(INPUT RECORDS begins)
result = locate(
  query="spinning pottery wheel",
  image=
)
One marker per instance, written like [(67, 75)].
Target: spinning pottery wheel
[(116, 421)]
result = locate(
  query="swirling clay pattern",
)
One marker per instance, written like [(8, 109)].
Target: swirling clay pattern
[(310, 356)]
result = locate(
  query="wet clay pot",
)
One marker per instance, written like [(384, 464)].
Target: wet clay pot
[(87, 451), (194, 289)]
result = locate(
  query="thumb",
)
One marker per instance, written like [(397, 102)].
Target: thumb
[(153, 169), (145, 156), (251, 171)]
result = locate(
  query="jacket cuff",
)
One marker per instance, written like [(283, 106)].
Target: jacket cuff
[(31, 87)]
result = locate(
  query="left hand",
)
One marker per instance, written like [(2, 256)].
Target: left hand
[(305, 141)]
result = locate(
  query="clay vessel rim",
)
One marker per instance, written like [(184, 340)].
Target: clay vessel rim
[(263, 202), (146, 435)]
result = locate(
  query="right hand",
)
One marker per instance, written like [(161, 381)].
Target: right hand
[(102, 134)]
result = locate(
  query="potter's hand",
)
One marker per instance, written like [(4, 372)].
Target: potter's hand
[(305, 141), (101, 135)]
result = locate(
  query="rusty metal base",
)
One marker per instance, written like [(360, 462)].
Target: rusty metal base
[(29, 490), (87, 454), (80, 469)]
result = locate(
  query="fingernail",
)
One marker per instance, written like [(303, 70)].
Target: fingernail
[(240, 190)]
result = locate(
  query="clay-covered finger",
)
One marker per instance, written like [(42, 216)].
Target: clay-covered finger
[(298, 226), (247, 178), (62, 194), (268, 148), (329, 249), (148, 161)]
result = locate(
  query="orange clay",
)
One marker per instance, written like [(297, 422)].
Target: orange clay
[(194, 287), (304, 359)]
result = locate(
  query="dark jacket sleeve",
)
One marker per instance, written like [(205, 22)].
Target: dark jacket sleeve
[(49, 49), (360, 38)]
(INPUT RECORDS ends)
WORK ITEM —
When you output the entries, keep every line exactly as it appears above.

SOLUTION FOR THIS EXERCISE —
result = locate(
  query="spinning pottery wheel",
  image=
)
One marker per instance, written like [(67, 75)].
Target: spinning pottery wheel
[(116, 421)]
result = locate(
  query="swirling clay pattern",
)
One marker per instance, written like [(8, 109)].
Target: swirling clay pattern
[(310, 356)]
result = locate(
  query="wet clay pot",
)
One marker per instance, written like [(384, 464)].
Target: wet clay pot
[(87, 451), (194, 289)]
result = locate(
  query="thumb",
)
One marker per instance, written like [(397, 102)].
Target: thumb
[(153, 169), (145, 156), (251, 171)]
result = locate(
  query="jacket cuff",
)
One marker per instance, written like [(283, 106)].
Target: jacket cuff
[(31, 87)]
result = locate(
  query="left hand",
)
One marker per instance, written like [(2, 256)].
Target: left hand
[(305, 141)]
result = locate(
  query="clay vessel rim",
)
One marker per instance, written like [(184, 340)].
Target: clay vessel rim
[(263, 202), (146, 435)]
result = locate(
  query="right hand",
)
One marker per instance, written like [(161, 381)].
Target: right hand
[(102, 134)]
result = locate(
  query="potter's hand",
)
One marker per instance, written like [(4, 372)].
Target: potter's hand
[(305, 141), (101, 135)]
result = locate(
  query="rusty metal base",
)
One marker per instance, written like [(360, 462)].
Target: rusty metal base
[(29, 490), (87, 454), (80, 469)]
result = locate(
  query="fingernail",
)
One marker per instance, written like [(303, 70)].
Target: fingernail
[(240, 190)]
result = locate(
  query="clay-covered finger",
)
One marker per instance, written like [(42, 216)].
Target: clay-covered finger
[(298, 226), (247, 178), (62, 194), (268, 148), (329, 249), (148, 161)]
result = locate(
  query="orange clay",
)
One marker per instance, written like [(297, 422)].
Target: orange clay
[(194, 287), (304, 359)]
result = locate(
  query="dark jacket sleeve",
)
One marker per instance, written like [(205, 22)].
Target: dark jacket sleeve
[(49, 49), (360, 38)]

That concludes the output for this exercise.